● **Records for the task**:
--- --- ---
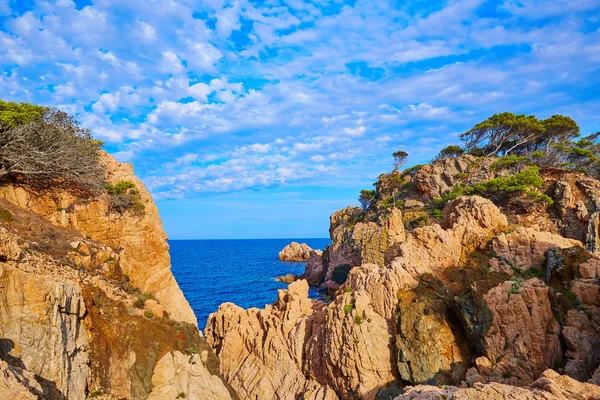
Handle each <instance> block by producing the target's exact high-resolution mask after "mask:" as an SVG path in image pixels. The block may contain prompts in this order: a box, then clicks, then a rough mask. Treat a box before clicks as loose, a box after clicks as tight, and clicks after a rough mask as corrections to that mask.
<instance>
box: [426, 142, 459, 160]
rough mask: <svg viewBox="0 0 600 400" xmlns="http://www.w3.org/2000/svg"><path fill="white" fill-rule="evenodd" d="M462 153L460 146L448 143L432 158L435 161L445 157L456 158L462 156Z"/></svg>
mask: <svg viewBox="0 0 600 400" xmlns="http://www.w3.org/2000/svg"><path fill="white" fill-rule="evenodd" d="M464 153H465V152H464V150H463V149H462V148H461V147H460V146H457V145H450V146H448V147H446V148H443V149H442V150H441V151H440V152H439V154H438V155H437V156H436V157H435V158H434V159H433V160H434V161H436V160H443V159H445V158H456V157H460V156H462V155H463V154H464Z"/></svg>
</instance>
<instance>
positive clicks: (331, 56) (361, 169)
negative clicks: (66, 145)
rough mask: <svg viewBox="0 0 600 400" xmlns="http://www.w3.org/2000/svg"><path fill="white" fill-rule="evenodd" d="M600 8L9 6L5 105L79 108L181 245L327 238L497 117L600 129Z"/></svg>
mask: <svg viewBox="0 0 600 400" xmlns="http://www.w3.org/2000/svg"><path fill="white" fill-rule="evenodd" d="M599 28H600V0H578V1H572V0H569V1H567V0H556V1H545V0H522V1H510V0H507V1H482V0H463V1H440V2H436V1H425V0H413V1H410V0H409V1H359V0H356V1H348V2H346V1H337V0H313V1H299V0H268V1H262V2H259V1H247V0H239V1H226V0H205V1H191V0H190V1H186V0H182V1H175V0H171V1H169V0H145V1H127V0H98V1H95V0H85V1H75V2H73V1H70V0H58V1H37V0H18V1H14V0H0V67H1V73H0V98H2V99H4V100H10V101H28V102H34V103H40V104H46V105H53V106H58V107H60V108H61V109H64V110H65V111H68V112H70V113H72V114H74V115H76V117H77V119H78V120H79V121H81V123H82V124H83V125H84V126H86V127H88V128H90V129H91V130H92V131H93V133H94V135H95V136H96V137H98V138H100V139H102V140H104V141H105V142H106V149H107V150H108V151H109V152H110V153H112V154H114V155H115V157H117V159H119V160H121V161H125V162H131V163H133V165H134V167H135V170H136V173H137V174H138V175H139V176H140V177H141V178H142V180H143V181H144V183H145V184H146V186H147V187H148V189H149V190H150V191H151V192H152V194H153V196H154V198H155V200H156V201H157V203H158V206H159V208H160V210H161V215H162V217H163V221H164V223H165V227H166V229H167V233H168V234H169V235H170V237H171V238H175V239H176V238H260V237H325V236H327V234H328V232H327V229H328V225H329V218H328V217H329V214H330V213H331V212H333V211H334V210H336V209H338V208H341V207H344V206H346V205H349V204H357V200H356V197H357V194H358V192H359V190H360V189H363V188H370V187H371V184H372V183H373V182H374V181H375V180H376V178H377V176H378V175H379V174H380V173H382V172H386V171H389V170H391V168H392V157H391V153H392V152H394V151H396V150H399V149H403V150H405V151H407V152H408V153H409V154H410V158H409V164H416V163H421V162H425V161H427V160H429V159H431V158H432V157H433V156H434V155H435V154H436V153H437V152H438V151H439V150H440V149H441V148H443V147H445V146H446V145H447V144H450V143H457V142H458V135H459V134H460V133H461V132H464V131H465V130H467V129H468V128H470V127H471V126H472V125H473V124H475V123H477V122H478V121H480V120H482V119H485V118H487V117H488V116H490V115H492V114H493V113H495V112H500V111H513V112H516V113H532V114H535V115H537V116H539V117H547V116H550V115H552V114H555V113H562V114H567V115H569V116H571V117H573V118H574V119H575V120H576V121H577V122H578V123H579V124H580V126H581V127H582V131H583V132H584V133H593V132H596V131H598V130H600V111H599V110H600V107H599V106H600V73H599V72H600V71H599V69H600V31H599Z"/></svg>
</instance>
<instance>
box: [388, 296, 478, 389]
mask: <svg viewBox="0 0 600 400" xmlns="http://www.w3.org/2000/svg"><path fill="white" fill-rule="evenodd" d="M398 297H399V303H398V314H397V321H398V323H397V332H398V333H397V336H396V346H397V348H398V370H399V373H400V378H402V380H405V381H408V382H411V383H413V384H414V383H425V382H432V381H435V382H436V383H437V384H438V385H441V384H444V383H451V382H460V381H461V380H462V379H463V377H464V375H465V371H466V365H467V362H468V356H469V354H468V353H467V352H466V350H465V349H462V348H461V347H460V346H459V343H460V345H463V342H464V338H458V337H456V332H453V330H452V329H451V328H450V326H449V324H448V321H447V318H446V315H445V314H444V310H443V307H444V306H443V304H442V302H438V303H435V302H434V303H433V304H431V303H432V300H431V299H429V298H427V299H420V298H418V297H416V296H415V295H414V294H413V293H412V292H400V293H399V294H398Z"/></svg>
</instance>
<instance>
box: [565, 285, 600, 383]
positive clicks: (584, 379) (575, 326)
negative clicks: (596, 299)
mask: <svg viewBox="0 0 600 400" xmlns="http://www.w3.org/2000/svg"><path fill="white" fill-rule="evenodd" d="M596 291H598V286H596ZM588 313H589V316H588ZM588 313H586V312H584V311H578V310H569V311H568V312H567V318H566V322H565V326H564V328H563V330H562V337H563V339H564V343H565V346H566V348H567V353H566V357H567V360H566V365H565V369H564V373H565V374H566V375H569V376H570V377H572V378H575V379H577V380H581V381H585V380H587V379H590V378H591V377H592V374H593V373H594V370H595V369H596V368H597V367H598V364H599V362H600V325H599V324H598V318H599V317H600V310H599V309H598V308H597V307H593V308H591V309H590V310H589V311H588Z"/></svg>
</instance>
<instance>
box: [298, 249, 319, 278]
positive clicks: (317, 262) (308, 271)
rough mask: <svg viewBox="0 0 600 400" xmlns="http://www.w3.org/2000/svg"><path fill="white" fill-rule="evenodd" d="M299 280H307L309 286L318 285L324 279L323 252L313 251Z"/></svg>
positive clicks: (318, 251)
mask: <svg viewBox="0 0 600 400" xmlns="http://www.w3.org/2000/svg"><path fill="white" fill-rule="evenodd" d="M299 279H306V281H307V282H308V284H309V285H316V284H318V283H319V281H321V279H324V270H323V251H321V250H313V251H311V252H310V257H309V258H308V261H307V262H306V267H305V269H304V273H303V274H302V275H301V276H300V277H299Z"/></svg>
--- --- ---
● **What to do**:
From the material above, copy every line that contains the string "positive". Letter case must match.

● **Solution to the problem**:
positive clicks: (331, 56) (361, 169)
positive clicks: (584, 379) (575, 326)
positive clicks: (317, 262) (308, 271)
positive clicks: (318, 251)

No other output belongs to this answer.